Stated problem: Format every item below as a Markdown table with a column "Row" holding the row number and a column "Line" holding the line, leaving out any blank lines.

Entries provided:
"""

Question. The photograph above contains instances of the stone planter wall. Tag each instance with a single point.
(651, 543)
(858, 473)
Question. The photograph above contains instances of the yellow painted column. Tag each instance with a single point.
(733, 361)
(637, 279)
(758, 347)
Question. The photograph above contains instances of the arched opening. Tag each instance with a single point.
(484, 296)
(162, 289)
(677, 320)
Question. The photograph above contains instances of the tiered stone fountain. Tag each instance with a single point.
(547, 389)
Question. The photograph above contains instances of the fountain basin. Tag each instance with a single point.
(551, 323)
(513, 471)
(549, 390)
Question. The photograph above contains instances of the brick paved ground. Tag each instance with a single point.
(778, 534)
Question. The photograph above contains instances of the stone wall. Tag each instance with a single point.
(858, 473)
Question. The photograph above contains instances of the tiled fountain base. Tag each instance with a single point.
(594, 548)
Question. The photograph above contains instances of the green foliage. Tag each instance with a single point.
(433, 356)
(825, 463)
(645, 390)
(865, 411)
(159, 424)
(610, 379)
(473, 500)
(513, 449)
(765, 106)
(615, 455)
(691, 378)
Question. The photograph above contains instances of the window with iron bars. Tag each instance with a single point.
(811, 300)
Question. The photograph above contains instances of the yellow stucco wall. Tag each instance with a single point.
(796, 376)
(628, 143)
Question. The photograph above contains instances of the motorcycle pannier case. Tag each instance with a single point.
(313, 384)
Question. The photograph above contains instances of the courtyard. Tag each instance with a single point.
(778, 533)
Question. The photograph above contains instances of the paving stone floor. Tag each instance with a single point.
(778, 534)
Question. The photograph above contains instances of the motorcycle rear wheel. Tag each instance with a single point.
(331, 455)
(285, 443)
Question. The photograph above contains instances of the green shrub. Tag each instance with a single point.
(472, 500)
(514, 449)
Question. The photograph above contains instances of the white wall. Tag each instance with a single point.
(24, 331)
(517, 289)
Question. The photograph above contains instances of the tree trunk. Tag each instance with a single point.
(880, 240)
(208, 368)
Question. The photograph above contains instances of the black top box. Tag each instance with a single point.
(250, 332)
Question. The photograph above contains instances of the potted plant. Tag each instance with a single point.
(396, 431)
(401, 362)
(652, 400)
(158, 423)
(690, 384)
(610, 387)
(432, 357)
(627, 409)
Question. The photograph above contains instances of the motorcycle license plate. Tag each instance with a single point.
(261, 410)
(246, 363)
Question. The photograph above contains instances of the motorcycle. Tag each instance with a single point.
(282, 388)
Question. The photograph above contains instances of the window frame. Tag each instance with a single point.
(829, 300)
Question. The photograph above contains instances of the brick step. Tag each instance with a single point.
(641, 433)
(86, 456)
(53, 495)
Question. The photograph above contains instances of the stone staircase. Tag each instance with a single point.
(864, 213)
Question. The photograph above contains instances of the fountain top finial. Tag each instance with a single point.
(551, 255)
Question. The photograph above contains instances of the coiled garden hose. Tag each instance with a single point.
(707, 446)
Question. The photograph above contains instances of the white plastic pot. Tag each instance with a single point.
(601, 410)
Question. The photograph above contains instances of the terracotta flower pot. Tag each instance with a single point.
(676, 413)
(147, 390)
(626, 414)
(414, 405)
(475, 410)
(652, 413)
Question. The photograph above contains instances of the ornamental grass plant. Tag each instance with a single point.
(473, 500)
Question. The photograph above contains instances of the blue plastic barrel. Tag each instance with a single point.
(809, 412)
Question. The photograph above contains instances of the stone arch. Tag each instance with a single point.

"""

The completed task:
| Row | Line |
|---|---|
| 1 | Question. The photograph above contains instances of the stone planter wall. Tag each instance with a single point. |
| 2 | (651, 543) |
| 3 | (858, 473) |
| 4 | Question. The photograph above contains instances of the yellow painted column. Tag each instance with a single point. |
| 5 | (733, 361) |
| 6 | (637, 279) |
| 7 | (758, 347) |
| 8 | Question. The photograph above contains instances of the arched opening. Tag each instance with a single point. |
| 9 | (484, 296) |
| 10 | (162, 289) |
| 11 | (677, 320) |
| 12 | Question. The photograph above contains instances of the tiered stone fountain. Tag each instance with a single point. |
| 13 | (547, 389) |
| 14 | Question. The photograph above contains instances of the fountain basin. Tag each instance with a single point. |
| 15 | (551, 323) |
| 16 | (513, 471) |
| 17 | (549, 390) |
| 18 | Question. The photograph above contains instances of the brick paved ground. Tag each instance with a single point. |
| 19 | (778, 534) |
| 20 | Question. The photograph above contains instances of the stone wall. Tag each instance with a single point. |
| 21 | (858, 473) |
| 22 | Question. The photograph above contains instances of the tiled fountain base. Tag each instance with a single point. |
| 23 | (594, 548) |
| 24 | Question. The photograph above contains instances of the green foliage. Tag each instance with a single point. |
| 25 | (433, 356) |
| 26 | (825, 463) |
| 27 | (645, 390) |
| 28 | (865, 411) |
| 29 | (159, 424) |
| 30 | (610, 379) |
| 31 | (473, 500) |
| 32 | (513, 449) |
| 33 | (765, 106) |
| 34 | (615, 455) |
| 35 | (691, 378) |
| 36 | Question. The photograph above contains instances of the window with iron bars. Tag each instance with a single point. |
| 37 | (811, 300) |
| 38 | Question. The photograph above contains instances of the yellow stucco wall. Tag each instance with a single point. |
| 39 | (796, 376) |
| 40 | (628, 143) |
| 41 | Question. The photograph above contains instances of the motorcycle pannier case. Tag each instance with a single point. |
| 42 | (313, 384) |
| 43 | Question. The photograph above contains instances of the courtyard. Tag each instance with a single point. |
| 44 | (778, 533) |
| 45 | Question. The photograph above contains instances of the paving stone floor. Tag each instance with a single point. |
| 46 | (778, 534) |
| 47 | Question. The photograph above contains instances of the motorcycle rear wheel. Tag each instance with a single point. |
| 48 | (331, 455) |
| 49 | (285, 443) |
| 50 | Question. The photograph above contains instances of the green shrub. Tag each instance with a single point. |
| 51 | (472, 500) |
| 52 | (514, 449) |
| 53 | Question. The photograph above contains instances of the white wall. Tag each instance with a single point. |
| 54 | (24, 331) |
| 55 | (517, 289) |
| 56 | Question. The photograph above contains instances of the tree trunk. Tag each instance with a single point. |
| 57 | (880, 240) |
| 58 | (208, 368) |
| 59 | Question. The photograph above contains instances of the black top box. Tag each instance with a single point. |
| 60 | (250, 332) |
| 61 | Question. The photograph above contains instances of the potted plant. Tag each instance with a single point. |
| 62 | (396, 431) |
| 63 | (401, 362) |
| 64 | (652, 400) |
| 65 | (158, 423) |
| 66 | (690, 384) |
| 67 | (610, 387) |
| 68 | (432, 357) |
| 69 | (627, 409) |
| 70 | Question. The photograph above contains instances of the motorcycle license plate. Tag each instance with a single point. |
| 71 | (261, 410) |
| 72 | (246, 363) |
| 73 | Question. The photograph above contains instances of the motorcycle. Tag each instance with a single point. |
| 74 | (282, 388) |
| 75 | Question. The photograph above contains instances of the window frame. Tag each instance with a single point. |
| 76 | (829, 300) |
| 77 | Question. The photograph above contains instances of the brick step. Tag each instance with a single point. |
| 78 | (641, 433) |
| 79 | (86, 456) |
| 80 | (53, 495) |
| 81 | Question. The photograph above contains instances of the stone staircase. Tag each instance with a single point. |
| 82 | (864, 213) |
| 83 | Question. The photograph above contains instances of the fountain top finial. Tag each instance with a single point. |
| 84 | (551, 255) |
| 85 | Question. The photograph above contains instances of the coiled garden hose. Tag each instance with a single point. |
| 86 | (707, 446) |
| 87 | Question. The photograph above contains instances of the white plastic pot. Tag each instance with a single point. |
| 88 | (601, 410) |
| 89 | Question. The photograph above contains instances of the terracotta flower pot. Tag each instance with a single point. |
| 90 | (676, 413) |
| 91 | (147, 390) |
| 92 | (626, 414) |
| 93 | (414, 405) |
| 94 | (475, 410) |
| 95 | (652, 413) |
| 96 | Question. The photograph above contains instances of the ornamental grass plant. Tag each instance with a single point. |
| 97 | (473, 500) |
| 98 | Question. The photograph above contains instances of the blue plastic barrel. Tag each instance with a single point. |
| 99 | (809, 412) |
| 100 | Question. The photograph above contains instances of the stone arch. Tag each instance with a single point. |